**READING PASSAGE**
▼

A mere two inches of snow and ice managed to bring Atlanta, Georgia to a standstill as gridlocked drivers spent the night in stalled cars and elementary school children were forced to sleep on gymnasium floors. Many drivers who were unprepared for the storm were forced to spend the night in freezing vehicles without food, water, blankets or even a way to contact their families. The storm was a warning to all of us to stock our cars with basic emergency supplies and alternate means for communicating during a crisis. Depending on the size of your vehicle, you might pack a few extra items such as mylar emergency blankets, thick socks, woolen hats and gloves to hand out to fellow motorists in an emergency. But remember to pack what you need to take care of yourself and your family first.
Huge snowstorms have been reported throughout 2014 in New York, Atlanta, Oregon and even across the ocean in Japan. England has been battered by hurricane winds and rain that have caused a number of deaths due to falling trees, collapsed masonry and hypothermia. Making preparations for extreme weather is not merely for comfort, it could possibly be the difference between life and death.
Stocking Your Vehicle
Large SUVs are ideal vehicles for survival emergencies as they have lots of storage area for plenty of supplies and well equipped SUVs can stand up to all forms of terrain. Purchase good quality tire chains and store them in the vehicle at all times and fit fog lights and high beams onto the car if it does not already have them. Never rely solely on a GPS system to guide you, so a good road map booklet of your city, state and country is also an essential item. And remember to carry a heavy duty ice scraper for times when your credit card isn’t enough to remove snow and ice from your windshield.
One of the first things to do if you find yourself stranded on the road is to let family members know where you are and also check on their welfare. Smartphones are a wonderful tool in a crisis as they offer many different ways to keep in touch. Store a plug-in phone charger and a spare battery in your glove box. Include a solar charger and keep it charged.
If cell phone coverage is sketchy in your location, you should still be able to stay in touch via text message. Many phones will even continue trying to send a text message automatically until they catch a signal. If you have internet, then there are many ways to get a message to your loved ones. Apps such as Skype, Tango and Viber allow you to make free phone calls over the internet using a Wi-Fi or landline connection. You can call anyone who has the app installed on their phone completely free, or call them via their computer, laptop, tablet or iPod. Social networks also offer another way to stay in touch, and you can send messages instantly using Facebook, Myspace or Twitter.

▲

**TASK SET**
1/ Rewrite the part of the winter driving article from "One of the first" through "keep it charged.", changing "glove box" to "center console".
2/ Carry the winter driving article on past its last sentence.
The listing has nothing to do with the winter driving article.

**DATA EXCERPT**
▼

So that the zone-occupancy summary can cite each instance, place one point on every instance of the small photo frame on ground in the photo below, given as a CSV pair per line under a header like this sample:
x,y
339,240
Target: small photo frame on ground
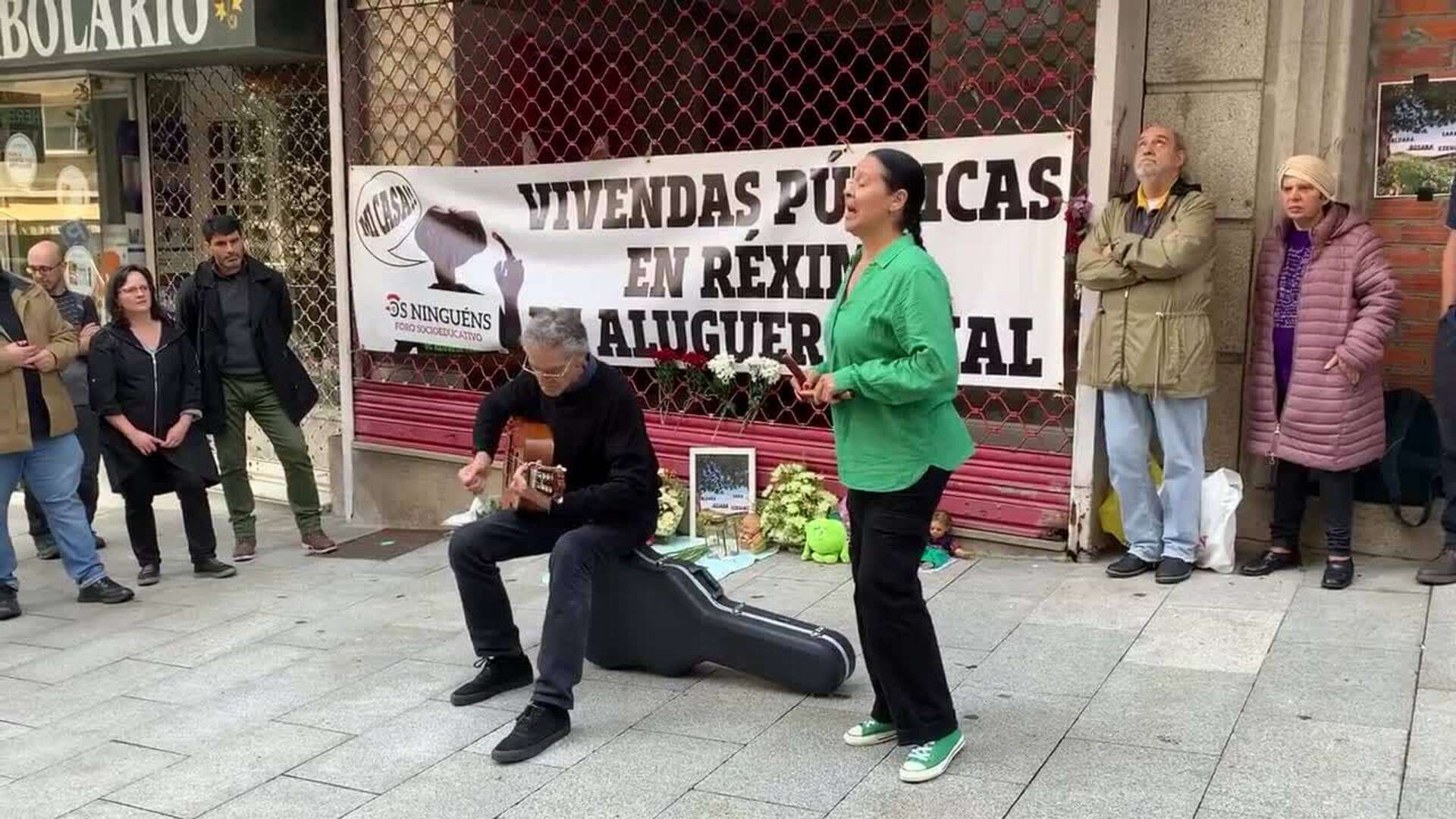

▲

**EXPECTED RESULTS**
1/
One of the first things to do if you find yourself stranded on the road is to let family members know where you are and also check on their welfare. Smartphones are a wonderful tool in a crisis as they offer many different ways to keep in touch. Store a plug-in phone charger and a spare battery in your center console. Include a solar charger and keep it charged.

2/
Battery powered radios are also a good idea in case your car runs out of fuel or you lose a cell signal. A simple am/fm radio should be able to pick up any local news stations.
Food – Whether heading out on a long road trip across the country or just across town, if there’s a storm in the forecast it is a good idea to take a supply of food with you. Fill a plastic crate that can be sealed with ready-to-eat foods such as tetra boxes with soups, stews, drinks, protein powder, and other foods with a long-term shelf life. Add bottled water, canned vegetables, beans and fruits — and a hand-driven can opener. If you have room, pack a small, collapsible camping stove and remember the fuel and matches. Solid fuel can be used safely anywhere, indoors or out. In general, it is a good idea to keep at least a few granola bars or health food snacks stashed in your car for emergencies. You might also consider storing high-calorie, meal replacement food bars. Rotate these foods periodically to make sure what you have stored remains fresh.
Additionally, store as much water as you can. It’s great for drinking and other incidents like a refilling your battery on a hot day if you get stuck in traffic, or for medical emergencies.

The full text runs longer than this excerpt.